**Zadanie pisemne:**
Przetłumacz na angielski to zdanie z tekstu o smartfonie i chwilach szczęścia: „Roztrzęsione ręce nie mogą znaleźć spustu migawki ani wycelować w odpowiednie miejsce na ekranie smartfona”.

**Fragment tekstu:**
------------------------------------------------------------
Mówią, że jestem uzależniona. Facebook, Twitter, Forsquare, Instagram: smartfon towarzyszy mi przez cały dzień i nawet kiedy zasypiam, trzymam go blisko, jak gdyby miało to cokolwiek zmienić. Kiedy dobrze się bawię, lubię robić zdjęcia: spędzam czas z przyjaciółmi i pstryk – uwieczniam cenne chwile, ładne widoczki, śmieszne miny. Wrzucam do sieci zabawne cytaty, czasami piszę o tym na blogu. Lubię to robić, chociaż niektórzy twierdzą, że sprzedaję swoje życie w sieci. To nic. Przecież wiem lepiej.
Czasami jednak przytrafia mi się magia. Gonię za tym jak pies, z nosem blisko ziemi, jestem bezustannie na tropie mocnych wrażeń. Kiedy idę za farbą, a zmysły wyostrzają się do granic wytrzymałości, liczą się już tylko emocje, kolorowe wybuchy w głowie, to, że nie wiem, czy śmiać się, czy płakać ze szczęścia. Najczęściej – zwłaszcza, kiedy inni patrzą – śmieję się głośno i ludzie śmieją się razem ze mną. I przychodzi ten moment, kiedy coś pęka, wszechświat wydaje z siebie niemożliwy do usłyszenia dźwięk (czy padające drzewo wydaje hałas, jeśli w okolicy nie ma nikogo, kto byłby tego świadkiem?) i czas zatrzymuje się na ułamek sekundy, zamarzając w doskonałym kadrze.
W takich chwilach nie robię zdjęć. Roztrzęsione ręce nie mogą znaleźć spustu migawki ani wycelować w odpowiednie miejsce na ekranie smartfona. Przez całe ciało przepływa adrenalina, nie mogę siedzieć spokojnie, nie mogę myśleć spokojnie, nie chcę jeść, pić ani rozmawiać. Po prostu jestem. Całą sobą chłonę świat, który dzieje się dookoła, sen odchodzi ode mnie i w głowie otwierają się całkiem nowe korytarze. I nie wiem tylko, jak wyjaśnić, że każdą komórką mojego organizmu kocham wtedy wszystko to, co mnie otacza, że czuję się jednością i częścią jeszcze większej jedności. Że jestem po prostu szczęśliwa i idę na żywioł, pozwalam, żeby euforia przejmowała kontrolę i popełniam błędy, których nigdy później nie żałuję.
------------------------------------------------------------
[Fragmenty danych o wskazaniach]
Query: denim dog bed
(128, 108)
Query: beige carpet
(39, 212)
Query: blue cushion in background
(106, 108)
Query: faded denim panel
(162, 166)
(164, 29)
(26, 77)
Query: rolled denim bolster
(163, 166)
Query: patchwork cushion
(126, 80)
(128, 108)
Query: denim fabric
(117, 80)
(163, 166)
------------------------------------------------------------
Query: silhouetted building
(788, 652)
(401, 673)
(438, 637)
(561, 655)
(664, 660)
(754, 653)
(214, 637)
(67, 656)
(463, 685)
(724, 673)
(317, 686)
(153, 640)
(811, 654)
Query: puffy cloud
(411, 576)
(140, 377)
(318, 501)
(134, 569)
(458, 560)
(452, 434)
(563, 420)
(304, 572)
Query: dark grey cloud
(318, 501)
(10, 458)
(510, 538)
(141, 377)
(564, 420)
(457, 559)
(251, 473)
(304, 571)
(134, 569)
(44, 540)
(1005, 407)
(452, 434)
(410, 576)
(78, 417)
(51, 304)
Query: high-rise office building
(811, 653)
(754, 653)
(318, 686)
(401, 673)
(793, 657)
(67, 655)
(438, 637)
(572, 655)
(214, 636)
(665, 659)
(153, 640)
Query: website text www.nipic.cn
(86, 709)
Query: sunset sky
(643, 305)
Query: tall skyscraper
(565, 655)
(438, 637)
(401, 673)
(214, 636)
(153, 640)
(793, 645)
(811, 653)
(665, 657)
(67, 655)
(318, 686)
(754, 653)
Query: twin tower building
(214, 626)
------------------------------------------------------------
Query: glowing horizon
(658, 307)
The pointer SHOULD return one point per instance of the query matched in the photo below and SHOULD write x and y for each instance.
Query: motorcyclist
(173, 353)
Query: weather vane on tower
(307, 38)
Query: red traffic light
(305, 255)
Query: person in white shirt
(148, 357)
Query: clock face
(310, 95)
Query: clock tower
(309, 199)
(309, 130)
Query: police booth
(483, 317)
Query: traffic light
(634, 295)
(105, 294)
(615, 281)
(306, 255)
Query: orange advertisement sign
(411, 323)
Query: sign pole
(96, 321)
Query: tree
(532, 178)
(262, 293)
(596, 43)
------------------------------------------------------------
**Odpowiedź poniżej:**
My trembling hands can't find the shutter release or aim at the right spot on the smartphone screen.